» SELECTED EXTRACT
+++++
It's an unfortunate situation that I've seen happen at too many perfectly good wedding receptions. The hosts shell out a ton of money on music, food and flowers, only to have the guests eat and run well before the party is over. This might not seem like much of a catastrophe until you realize that only a handful of people remain to toss rice at the happy couple.
There's often a lot of lag time between key events at a wedding reception, so guests who tire easily, don't enjoy dancing or don't know many other people there get bored and leave.
Fortunately for party animal brides, it's absolutely possible to keep your reception hopping until the last dance is over. All you need is a little bit of planning expertise and some creative ideas. Extra room in your budget doesn't hurt, either. Keep reading for some helpful pointers on reception entertainment that'll make your event legendary for years to come.
Many guests tempted to cut and run would stick around an extra 10 minutes if they knew that delicious late-night snacks were on the docket. Keep your guests in the know with printed itineraries detailing the time line of reception events. Whether you hand them out at the door or place them on tabletops, these guides will give your friends and family a better idea of what to expect (and what they don't want to miss out on).
For example, my perfect wedding itinerary might read something like this:
- 7:00 - first dance 7:15 - dinner is served
- 8:00 - champagne toast
- 8:15 - break-dancing competition begins
- 9:00 - giant cake-sized brownie is served
- 10:30 - send-off featuring professional fireworks show
- 10:35 - hop a cab to local bar with other guests
Of course, you can customize the itinerary to fit your particular reception needs -- except for the giant brownie. That's non-negotiable.
+++++
» RECORD SET
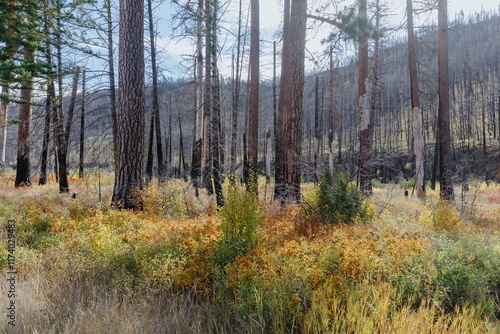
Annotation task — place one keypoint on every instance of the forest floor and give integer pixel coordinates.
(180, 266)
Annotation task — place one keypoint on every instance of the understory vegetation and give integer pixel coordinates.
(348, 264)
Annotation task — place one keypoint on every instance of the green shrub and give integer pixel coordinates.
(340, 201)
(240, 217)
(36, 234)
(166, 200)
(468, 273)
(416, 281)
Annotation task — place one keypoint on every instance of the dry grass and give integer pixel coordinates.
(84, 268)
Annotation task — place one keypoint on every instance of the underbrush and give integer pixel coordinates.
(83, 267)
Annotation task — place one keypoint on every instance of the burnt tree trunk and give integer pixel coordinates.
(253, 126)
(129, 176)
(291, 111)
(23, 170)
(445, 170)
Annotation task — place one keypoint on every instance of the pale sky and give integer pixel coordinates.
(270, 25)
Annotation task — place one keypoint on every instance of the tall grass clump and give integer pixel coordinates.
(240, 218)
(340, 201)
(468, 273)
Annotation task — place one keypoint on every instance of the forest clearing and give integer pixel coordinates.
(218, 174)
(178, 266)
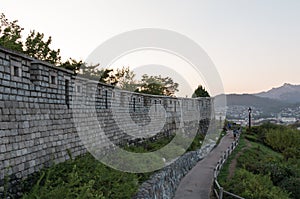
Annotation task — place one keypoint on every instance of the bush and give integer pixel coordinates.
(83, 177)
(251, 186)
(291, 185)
+++++
» AIM OF THE TASK
How would the piece on keeping wedding reception guests from leaving early go on? Write its next part, starting after its last line.

» EXERCISE RESPONSE
There's a reason 24-hour diners do such great business -- they capitalize off the late-night snack needs of partygoers everywhere! Follow their strategic business model by offering your guests food in several phases. Start off the reception with appetizers, or jump right into the buffet or seated dinner. After your guests have worked up an appetite on the dance floor, present them with special late-night snacks. Some brides might choose to complement the sweetness of the wedding cake with miniature milkshakes, cookies and milk, or a DIY ice cream sundae bar. Others might take a turn with saltier fare, like sliders and french fries or a nacho bar. Any of these casual, fun snacks is sure to re-energize your crowd just in time for the "Grease" sing- and dance-a-long.
There's often a significant lag time between the ceremony and reception thanks to the inevitable post-wedding pictures or scheduling requirements by the venue (the church ceremony was at 2:30 p.m., but the reception site doesn't open until 5:00).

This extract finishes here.